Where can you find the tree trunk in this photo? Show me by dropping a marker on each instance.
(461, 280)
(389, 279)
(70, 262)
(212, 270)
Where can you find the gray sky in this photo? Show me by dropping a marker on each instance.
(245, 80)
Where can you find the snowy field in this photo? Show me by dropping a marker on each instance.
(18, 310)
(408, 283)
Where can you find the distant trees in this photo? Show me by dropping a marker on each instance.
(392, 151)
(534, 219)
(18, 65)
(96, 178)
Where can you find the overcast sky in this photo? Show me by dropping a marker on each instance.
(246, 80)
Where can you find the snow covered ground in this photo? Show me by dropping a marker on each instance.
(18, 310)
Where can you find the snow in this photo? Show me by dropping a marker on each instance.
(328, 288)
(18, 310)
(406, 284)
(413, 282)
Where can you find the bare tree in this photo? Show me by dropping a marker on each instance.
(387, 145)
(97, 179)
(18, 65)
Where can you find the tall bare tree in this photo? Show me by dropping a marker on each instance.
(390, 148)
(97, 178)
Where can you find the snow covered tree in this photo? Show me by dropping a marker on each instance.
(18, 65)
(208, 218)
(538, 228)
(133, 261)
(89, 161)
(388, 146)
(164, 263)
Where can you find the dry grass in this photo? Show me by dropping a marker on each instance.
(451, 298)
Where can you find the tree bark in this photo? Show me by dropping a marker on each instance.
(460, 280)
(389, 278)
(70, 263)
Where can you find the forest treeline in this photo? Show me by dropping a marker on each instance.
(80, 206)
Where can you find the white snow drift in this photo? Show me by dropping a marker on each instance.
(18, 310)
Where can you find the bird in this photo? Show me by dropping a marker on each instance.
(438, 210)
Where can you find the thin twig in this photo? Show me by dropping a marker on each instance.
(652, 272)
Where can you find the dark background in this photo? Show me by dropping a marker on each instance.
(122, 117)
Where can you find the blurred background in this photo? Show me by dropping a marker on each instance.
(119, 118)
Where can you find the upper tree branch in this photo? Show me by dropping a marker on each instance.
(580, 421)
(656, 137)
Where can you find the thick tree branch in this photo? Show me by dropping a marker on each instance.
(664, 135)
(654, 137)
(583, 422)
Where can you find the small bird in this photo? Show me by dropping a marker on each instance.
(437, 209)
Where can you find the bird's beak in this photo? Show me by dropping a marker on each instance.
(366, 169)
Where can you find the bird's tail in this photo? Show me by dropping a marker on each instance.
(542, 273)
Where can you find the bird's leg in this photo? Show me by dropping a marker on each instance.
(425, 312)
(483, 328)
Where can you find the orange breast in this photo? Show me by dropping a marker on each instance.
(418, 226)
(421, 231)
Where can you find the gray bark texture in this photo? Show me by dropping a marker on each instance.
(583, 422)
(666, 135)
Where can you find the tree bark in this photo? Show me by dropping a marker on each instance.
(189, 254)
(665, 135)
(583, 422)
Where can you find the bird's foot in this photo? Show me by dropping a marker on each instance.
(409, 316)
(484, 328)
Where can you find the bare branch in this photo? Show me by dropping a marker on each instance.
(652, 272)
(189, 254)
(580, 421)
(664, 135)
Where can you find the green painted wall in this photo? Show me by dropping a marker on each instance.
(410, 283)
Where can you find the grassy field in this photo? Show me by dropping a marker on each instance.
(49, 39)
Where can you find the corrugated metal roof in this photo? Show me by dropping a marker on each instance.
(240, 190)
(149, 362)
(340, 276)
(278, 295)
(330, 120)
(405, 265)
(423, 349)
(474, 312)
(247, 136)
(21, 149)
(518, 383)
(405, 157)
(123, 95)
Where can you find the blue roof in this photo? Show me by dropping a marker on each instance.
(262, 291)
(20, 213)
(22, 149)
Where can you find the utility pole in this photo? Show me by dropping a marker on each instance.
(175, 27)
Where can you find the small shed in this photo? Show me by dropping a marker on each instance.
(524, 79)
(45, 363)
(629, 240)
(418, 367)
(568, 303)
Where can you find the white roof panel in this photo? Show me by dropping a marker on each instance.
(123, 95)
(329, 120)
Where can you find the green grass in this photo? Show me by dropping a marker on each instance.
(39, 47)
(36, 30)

-- -- --

**Exercise**
Repeat every entry exactly as written above.

**Exercise response**
Where can you find the tree trunk in this photo? Show me by dropping a marker on each instance.
(461, 280)
(389, 279)
(70, 262)
(212, 270)
Where can you find the gray sky in this photo? Show me by dropping a marker on each instance.
(245, 80)
Where can you find the snowy field in this photo? Show me by dropping a marker on each instance.
(18, 310)
(408, 283)
Where can you find the distant trees in this photo? Show me by dropping a marker on each instance.
(392, 151)
(534, 219)
(18, 65)
(96, 178)
Where can you find the overcast sky in this photo? Show me by dropping a marker on each instance.
(246, 80)
Where can you find the snow covered ground in this photo? Show me by dropping a marker on each instance.
(18, 310)
Where can you find the snow in this photo? Show me by dropping a marker on each instance.
(328, 288)
(18, 310)
(406, 284)
(413, 282)
Where can you find the bare tree in this photo? Show me by dropping a marker on each instance.
(387, 145)
(97, 179)
(18, 65)
Where can you find the tall bare tree in this photo? Show me by dropping a marker on each instance.
(390, 148)
(97, 178)
Where can you find the snow covered tree in this photo? Show me by dropping a marker on each instance.
(18, 65)
(208, 218)
(538, 228)
(133, 261)
(89, 161)
(388, 146)
(164, 263)
Where can you find the dry grass in this photo? Show me by dropping a marker on each instance.
(451, 298)
Where can you find the tree bark in this photo? Show me by dropping a marker on each instance.
(460, 280)
(389, 278)
(70, 263)
Where can you find the forest treeline in this photo? Show me by dropping a marker on each instance.
(80, 206)
Where can you find the white snow drift in this photo? Show me by dropping a marker on each instance.
(18, 310)
Where can you find the bird in this photo? Show me by dropping a marker on each instance.
(438, 210)
Where can you find the thin twig in this photo? Show me by dropping a marker on each instance.
(652, 272)
Where can you find the dark background in this photo? Show me by dropping a marker on each instance.
(122, 117)
Where can you find the blurred background in this photo? Show me by dropping a marker on each instance.
(119, 118)
Where can you find the upper tree branch in this photo? Show me by dropping a marker on each instance.
(580, 421)
(656, 137)
Where can you find the thick tree branch in this photo? Show me by dropping a marker on each instance.
(664, 135)
(654, 137)
(583, 422)
Where can you find the small bird in this photo? Show me by dropping a marker on each instance.
(437, 209)
Where can you find the bird's beak in this photo? Show me by dropping a marker on each instance.
(366, 169)
Where can you find the bird's tail in this photo? Show me by dropping a marker on each instance.
(542, 273)
Where can you find the bird's leg in this photo? Show me by dropping a marker on each instance.
(425, 312)
(483, 328)
Where can you find the orange breast in this photo? Show me by dropping a marker on each instance.
(418, 226)
(421, 231)
Where can you find the gray bark texture in this photo? Show me by dropping a marker on each instance.
(583, 422)
(666, 135)
Where can you find the tree bark in this photo? Show me by dropping a marker on each instance.
(189, 254)
(665, 135)
(583, 422)
Where can you find the bird's foot in this photo? Show me by dropping a marker on each instance.
(409, 316)
(484, 328)
Where can you find the bare branch in this photo? Show me by dropping a marker on each instance.
(652, 272)
(189, 254)
(580, 421)
(664, 135)
Where can you find the green painted wall in this photo? Show me by dropping a marker on each instance.
(410, 283)
Where can you find the grassy field in this photo? Show me by dropping a marker on each instance.
(49, 39)
Where can you find the corrugated metal roof in this photo? Show me by dropping a marker on each instance.
(240, 190)
(149, 362)
(340, 276)
(278, 295)
(330, 120)
(405, 265)
(423, 349)
(474, 312)
(247, 136)
(21, 149)
(518, 383)
(405, 157)
(123, 95)
Where can you find the blue roof in this photo? Show me by dropping a marker on each instance.
(262, 291)
(20, 213)
(22, 149)
Where can you find the utility pole in this photo? Show me by dropping a marker on each instance.
(175, 27)
Where can you find the small shed in this photo? Show me by dropping a marker on each instance.
(524, 79)
(45, 363)
(629, 240)
(418, 367)
(568, 303)
Where can you find the white roof panel in this photo? Show me by dropping a marker on each instance.
(123, 95)
(329, 120)
Where can you find the green grass in this photo? Show me by dropping a marker on each instance.
(39, 47)
(36, 30)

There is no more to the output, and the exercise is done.